## Job
List every line in the listing below that contains the word "white", copying each line in full. Matches are case-sensitive.

## Data rows
■ ■ ■

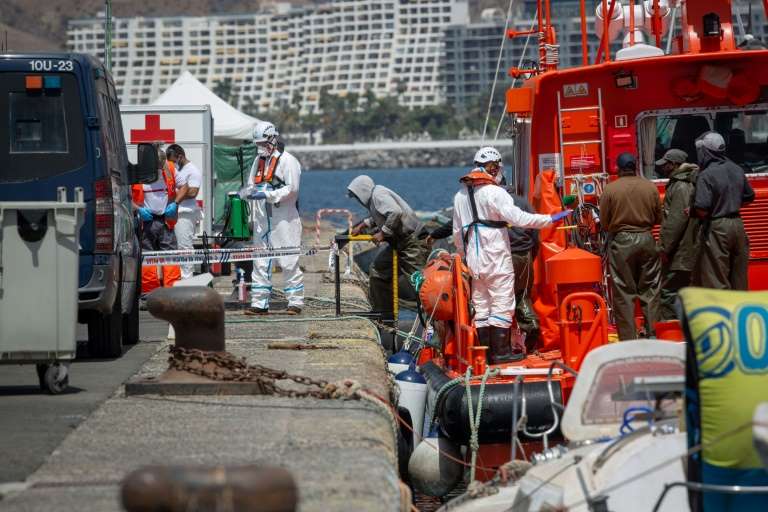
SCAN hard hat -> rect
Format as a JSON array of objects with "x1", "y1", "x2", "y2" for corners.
[
  {"x1": 253, "y1": 121, "x2": 278, "y2": 143},
  {"x1": 696, "y1": 131, "x2": 725, "y2": 153},
  {"x1": 474, "y1": 146, "x2": 501, "y2": 164}
]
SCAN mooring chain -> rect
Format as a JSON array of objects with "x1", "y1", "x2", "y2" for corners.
[{"x1": 168, "y1": 346, "x2": 372, "y2": 400}]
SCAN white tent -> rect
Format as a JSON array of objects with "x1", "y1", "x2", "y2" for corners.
[{"x1": 152, "y1": 71, "x2": 259, "y2": 145}]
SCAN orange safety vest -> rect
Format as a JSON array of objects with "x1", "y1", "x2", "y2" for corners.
[
  {"x1": 253, "y1": 156, "x2": 283, "y2": 185},
  {"x1": 131, "y1": 162, "x2": 176, "y2": 206}
]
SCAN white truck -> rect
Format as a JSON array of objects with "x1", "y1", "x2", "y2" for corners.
[{"x1": 120, "y1": 105, "x2": 216, "y2": 236}]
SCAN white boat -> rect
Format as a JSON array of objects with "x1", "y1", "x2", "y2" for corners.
[{"x1": 440, "y1": 340, "x2": 688, "y2": 512}]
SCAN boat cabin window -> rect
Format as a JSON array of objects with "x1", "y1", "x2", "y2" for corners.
[
  {"x1": 581, "y1": 357, "x2": 685, "y2": 425},
  {"x1": 638, "y1": 105, "x2": 768, "y2": 179}
]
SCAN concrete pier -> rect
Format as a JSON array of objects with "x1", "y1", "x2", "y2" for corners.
[{"x1": 0, "y1": 229, "x2": 401, "y2": 512}]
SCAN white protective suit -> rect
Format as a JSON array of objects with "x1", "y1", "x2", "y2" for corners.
[
  {"x1": 248, "y1": 150, "x2": 304, "y2": 309},
  {"x1": 453, "y1": 178, "x2": 552, "y2": 329}
]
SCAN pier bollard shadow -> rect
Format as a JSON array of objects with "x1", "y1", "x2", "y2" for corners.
[{"x1": 120, "y1": 465, "x2": 298, "y2": 512}]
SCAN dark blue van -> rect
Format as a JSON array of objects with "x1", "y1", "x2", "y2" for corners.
[{"x1": 0, "y1": 53, "x2": 157, "y2": 357}]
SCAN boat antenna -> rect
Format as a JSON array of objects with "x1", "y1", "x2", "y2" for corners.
[
  {"x1": 480, "y1": 0, "x2": 515, "y2": 146},
  {"x1": 104, "y1": 0, "x2": 112, "y2": 73},
  {"x1": 734, "y1": 2, "x2": 752, "y2": 41},
  {"x1": 664, "y1": 5, "x2": 677, "y2": 55},
  {"x1": 493, "y1": 14, "x2": 536, "y2": 140}
]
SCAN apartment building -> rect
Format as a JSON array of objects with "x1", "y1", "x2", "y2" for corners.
[
  {"x1": 68, "y1": 0, "x2": 768, "y2": 113},
  {"x1": 68, "y1": 0, "x2": 469, "y2": 112}
]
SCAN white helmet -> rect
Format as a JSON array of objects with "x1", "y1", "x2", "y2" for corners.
[
  {"x1": 253, "y1": 121, "x2": 278, "y2": 143},
  {"x1": 474, "y1": 146, "x2": 501, "y2": 164}
]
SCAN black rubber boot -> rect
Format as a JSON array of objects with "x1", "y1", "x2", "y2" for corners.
[
  {"x1": 476, "y1": 327, "x2": 491, "y2": 347},
  {"x1": 491, "y1": 327, "x2": 525, "y2": 364},
  {"x1": 525, "y1": 329, "x2": 541, "y2": 354}
]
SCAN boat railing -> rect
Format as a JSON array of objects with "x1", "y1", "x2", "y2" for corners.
[{"x1": 653, "y1": 482, "x2": 768, "y2": 512}]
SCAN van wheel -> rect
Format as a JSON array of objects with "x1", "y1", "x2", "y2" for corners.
[
  {"x1": 123, "y1": 267, "x2": 141, "y2": 345},
  {"x1": 88, "y1": 289, "x2": 123, "y2": 358}
]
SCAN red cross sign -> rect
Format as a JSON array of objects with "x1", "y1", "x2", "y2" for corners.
[{"x1": 131, "y1": 114, "x2": 176, "y2": 144}]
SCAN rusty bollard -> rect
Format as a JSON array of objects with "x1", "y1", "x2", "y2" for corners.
[
  {"x1": 147, "y1": 286, "x2": 224, "y2": 352},
  {"x1": 121, "y1": 465, "x2": 298, "y2": 512}
]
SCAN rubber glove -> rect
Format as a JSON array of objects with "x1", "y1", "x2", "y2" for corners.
[
  {"x1": 137, "y1": 207, "x2": 152, "y2": 222},
  {"x1": 163, "y1": 203, "x2": 179, "y2": 219},
  {"x1": 551, "y1": 210, "x2": 573, "y2": 222}
]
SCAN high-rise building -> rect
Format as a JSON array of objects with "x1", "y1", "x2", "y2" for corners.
[
  {"x1": 68, "y1": 0, "x2": 469, "y2": 112},
  {"x1": 68, "y1": 0, "x2": 768, "y2": 113}
]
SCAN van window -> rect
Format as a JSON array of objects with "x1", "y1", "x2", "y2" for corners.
[
  {"x1": 8, "y1": 92, "x2": 69, "y2": 153},
  {"x1": 0, "y1": 72, "x2": 86, "y2": 183}
]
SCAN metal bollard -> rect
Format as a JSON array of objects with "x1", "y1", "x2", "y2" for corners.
[
  {"x1": 147, "y1": 286, "x2": 224, "y2": 352},
  {"x1": 121, "y1": 465, "x2": 298, "y2": 512}
]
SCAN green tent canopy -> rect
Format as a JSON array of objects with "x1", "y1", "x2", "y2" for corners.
[{"x1": 213, "y1": 144, "x2": 256, "y2": 224}]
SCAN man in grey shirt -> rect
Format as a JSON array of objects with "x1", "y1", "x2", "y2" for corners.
[
  {"x1": 693, "y1": 132, "x2": 755, "y2": 290},
  {"x1": 347, "y1": 175, "x2": 428, "y2": 320}
]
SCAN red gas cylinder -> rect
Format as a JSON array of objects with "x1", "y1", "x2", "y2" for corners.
[
  {"x1": 419, "y1": 253, "x2": 462, "y2": 320},
  {"x1": 546, "y1": 248, "x2": 608, "y2": 369}
]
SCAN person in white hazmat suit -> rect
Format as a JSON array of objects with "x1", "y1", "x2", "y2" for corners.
[
  {"x1": 453, "y1": 147, "x2": 571, "y2": 364},
  {"x1": 240, "y1": 121, "x2": 304, "y2": 315}
]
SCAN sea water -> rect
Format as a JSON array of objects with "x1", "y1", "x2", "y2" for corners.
[{"x1": 299, "y1": 167, "x2": 469, "y2": 219}]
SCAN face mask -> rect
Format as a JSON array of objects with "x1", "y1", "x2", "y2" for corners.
[{"x1": 256, "y1": 144, "x2": 272, "y2": 158}]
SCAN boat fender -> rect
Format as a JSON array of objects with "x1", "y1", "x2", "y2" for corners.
[
  {"x1": 395, "y1": 363, "x2": 427, "y2": 446},
  {"x1": 408, "y1": 429, "x2": 464, "y2": 496},
  {"x1": 387, "y1": 350, "x2": 415, "y2": 375}
]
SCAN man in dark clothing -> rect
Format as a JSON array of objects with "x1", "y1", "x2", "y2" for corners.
[
  {"x1": 427, "y1": 187, "x2": 540, "y2": 352},
  {"x1": 656, "y1": 149, "x2": 699, "y2": 320},
  {"x1": 693, "y1": 132, "x2": 755, "y2": 290},
  {"x1": 347, "y1": 175, "x2": 428, "y2": 320},
  {"x1": 600, "y1": 153, "x2": 661, "y2": 340}
]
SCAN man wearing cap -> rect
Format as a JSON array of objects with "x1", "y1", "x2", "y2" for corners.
[
  {"x1": 693, "y1": 132, "x2": 755, "y2": 290},
  {"x1": 656, "y1": 149, "x2": 699, "y2": 320},
  {"x1": 600, "y1": 153, "x2": 661, "y2": 341}
]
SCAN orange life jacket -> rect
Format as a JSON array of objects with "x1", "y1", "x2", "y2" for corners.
[
  {"x1": 253, "y1": 155, "x2": 285, "y2": 186},
  {"x1": 459, "y1": 169, "x2": 507, "y2": 247},
  {"x1": 131, "y1": 162, "x2": 176, "y2": 206}
]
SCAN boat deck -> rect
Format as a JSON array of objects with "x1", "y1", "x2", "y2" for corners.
[{"x1": 0, "y1": 229, "x2": 400, "y2": 512}]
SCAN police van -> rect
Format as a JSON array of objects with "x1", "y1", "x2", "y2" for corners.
[{"x1": 0, "y1": 53, "x2": 157, "y2": 357}]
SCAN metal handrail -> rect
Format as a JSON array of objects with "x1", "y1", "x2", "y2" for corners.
[{"x1": 653, "y1": 482, "x2": 768, "y2": 512}]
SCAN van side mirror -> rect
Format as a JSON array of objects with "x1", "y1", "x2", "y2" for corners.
[{"x1": 128, "y1": 142, "x2": 160, "y2": 184}]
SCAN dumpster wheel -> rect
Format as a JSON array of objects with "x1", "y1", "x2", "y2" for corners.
[{"x1": 37, "y1": 363, "x2": 69, "y2": 395}]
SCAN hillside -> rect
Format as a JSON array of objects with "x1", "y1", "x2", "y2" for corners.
[{"x1": 0, "y1": 0, "x2": 507, "y2": 51}]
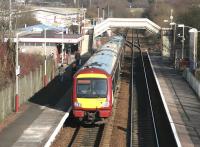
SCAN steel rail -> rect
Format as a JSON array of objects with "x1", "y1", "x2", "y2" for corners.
[
  {"x1": 140, "y1": 50, "x2": 160, "y2": 147},
  {"x1": 130, "y1": 29, "x2": 134, "y2": 147}
]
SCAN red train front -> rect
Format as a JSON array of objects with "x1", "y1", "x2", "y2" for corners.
[{"x1": 72, "y1": 36, "x2": 124, "y2": 123}]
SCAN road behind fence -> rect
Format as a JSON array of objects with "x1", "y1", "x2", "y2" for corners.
[{"x1": 0, "y1": 59, "x2": 56, "y2": 122}]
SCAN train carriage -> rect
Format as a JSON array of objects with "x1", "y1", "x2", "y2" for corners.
[{"x1": 72, "y1": 36, "x2": 124, "y2": 123}]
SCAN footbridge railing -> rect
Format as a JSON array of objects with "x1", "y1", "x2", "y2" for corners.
[{"x1": 94, "y1": 18, "x2": 161, "y2": 37}]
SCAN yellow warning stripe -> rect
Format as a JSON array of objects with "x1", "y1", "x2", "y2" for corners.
[{"x1": 77, "y1": 74, "x2": 107, "y2": 78}]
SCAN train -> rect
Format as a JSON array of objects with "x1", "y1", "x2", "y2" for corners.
[{"x1": 72, "y1": 35, "x2": 125, "y2": 124}]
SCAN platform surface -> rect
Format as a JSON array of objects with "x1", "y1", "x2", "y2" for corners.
[{"x1": 150, "y1": 54, "x2": 200, "y2": 147}]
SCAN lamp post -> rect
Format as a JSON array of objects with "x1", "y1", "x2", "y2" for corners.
[
  {"x1": 97, "y1": 7, "x2": 99, "y2": 23},
  {"x1": 178, "y1": 24, "x2": 185, "y2": 59},
  {"x1": 61, "y1": 29, "x2": 64, "y2": 64},
  {"x1": 9, "y1": 0, "x2": 13, "y2": 37},
  {"x1": 15, "y1": 33, "x2": 20, "y2": 112},
  {"x1": 44, "y1": 28, "x2": 48, "y2": 86},
  {"x1": 102, "y1": 8, "x2": 105, "y2": 20}
]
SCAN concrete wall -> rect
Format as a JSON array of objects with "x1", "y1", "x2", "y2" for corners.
[
  {"x1": 0, "y1": 59, "x2": 55, "y2": 121},
  {"x1": 183, "y1": 68, "x2": 200, "y2": 97}
]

■ ■ ■

## Written solution
SCAN white tent -> rect
SCAN white truck -> rect
SCAN white boat -> rect
SCAN white protective suit -> rect
SCAN white helmet -> rect
SCAN person in white hazmat suit -> rect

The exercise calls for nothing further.